** Begin PASSAGE TO READ **

For this purpose, we will use a concept called a width_map:

    let mut width_map: HashMap<u16, usize> = HashMap::new();

This is simply a mapping from column number to width in character length of the included value. At the end, we will multiply the width by 1.2 to actually set the width. This is because it’s not trivial to know the exact pixel width based on the font and font size we’re using. This might seem hacky, but it works well and is actually what was recommended by the libxlsxwriter author as well as a simple workaround. A more fancy version would be to map each character to it’s exact pixel width and calculate the exact width that way.

Next, we’re going to create the header row:

    create_headers(&mut sheet, &mut width_map);

…which looks like this:

fn create_headers(sheet: &mut Worksheet, mut width_map: &mut HashMap<u16, usize>) {
    let _ = sheet.write_string(0, 0, "Id", None);
    let _ = sheet.write_string(0, 1, "StartDate", None);
    let _ = sheet.write_string(0, 2, "EndDate", None);
    let _ = sheet.write_string(0, 3, "Project", None);
    let _ = sheet.write_string(0, 4, "Name", None);
    let _ = sheet.write_string(0, 5, "Text", None);

    set_new_max_width(0, "Id".len(), &mut width_map);
    set_new_max_width(1, "StartDate".len(), &mut width_map);
    set_new_max_width(2, "EndDate".len(), &mut width_map);
    set_new_max_width(3, "Project".len(), &mut width_map);
    set_new_max_width(4, "Name".len(), &mut width_map);
    set_new_max_width(5, "Text".len(), &mut width_map);
}

Essentially, this is just boilerplate, which adds a column for each of our data points in the first (0th) row, with the title.

Here, we also use the set_new_max_width function with our width_map:

fn set_new_max_width(col: u16, new: usize, width_map: &mut HashMap<u16, usize>) {
    match width_map.get(&col) {
        Some(max) => {
            if new > *max {
                width_map.insert(col, new);
            }
        }
        None => {
            width_map.insert(col, new);
        }
    };
}

As you can see, for each column, we go ahead and update the maximum width. In this case, we simply take the string length of our hardcoded header values. But we will use the same technique later on with our generated random data.

Before we get to that though, let’s define some formatting rules back in the create_xlsx function:

    let fmt = workbook
        .add_format()
        .set_text_wrap()
        .set_font_size(FONT_SIZE);

    let date_fmt = workbook
        .add_format()
        .set_num_format("dd/mm/yyyy hh:mm:ss AM/PM")
        .set_font_size(FONT_SIZE);

These two formats are just for basic text and for dates. It’s useful to define them once, so we don’t have to allocate one for each row/column.

With that out of the way, we can go ahead and add one row for each of our Things:

    for (i, v) in values.iter().enumerate() {
        add_row(i as u32, &v, &mut sheet, &date_fmt, &mut width_map);
    }
fn add_row(
    row: u32,
    thing: &Thing,
    sheet: &mut Worksheet,
    date_fmt: &Format,
    width_map: &mut HashMap<u16, usize>,
) {
    add_string_column(row, 0, &thing.id, sheet, width_map);
    add_date_column(row, 1, &thing.start_date, sheet, width_map, date_fmt);
    add_date_column(row, 2, &thing.end_date, sheet, width_map, date_fmt);
    add_string_column(row, 3, &thing.project, sheet, width_map);
    add_string_column(row, 4, &thing.name, sheet, width_map);
    add_string_column(row, 5, &thing.text, sheet, width_map);

    let _ = sheet.set_row(row, FONT_SIZE, None);
}

The add_row function simply goes over all the fields we want to display and calls helper functions for setting string and date fields. Then, at the end, we set the height of the row to the FONT_SIZE property, to ensure we don’t cut off the text vertically.

** End PASSAGE TO READ **

#### WHAT IS ASKED
- A) Reproduce word for word the part of the Rust spreadsheet excerpt starting at "let _ = sheet.set_row(row, FONT_SIZE, None);" and ending at "the text vertically.".
- B) In the Rust spreadsheet excerpt, list every header title that the create_headers function writes into row 0.
The lines that come next have no connection to the Rust spreadsheet excerpt.

** Begin DATASET EXCERPT **

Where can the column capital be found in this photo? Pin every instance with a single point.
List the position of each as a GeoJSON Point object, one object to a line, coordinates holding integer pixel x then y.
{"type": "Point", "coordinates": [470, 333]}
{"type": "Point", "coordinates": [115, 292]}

** End DATASET EXCERPT **

#### ANSWERS TO EACH TASK
- A)
let _ = sheet.set_row(row, FONT_SIZE, None);
}

The add_row function simply goes over all the fields we want to display and calls helper functions for setting string and date fields. Then, at the end, we set the height of the row to the FONT_SIZE property, to ensure we don’t cut off the text vertically.

- B) Id, StartDate, EndDate, Project, Name, Text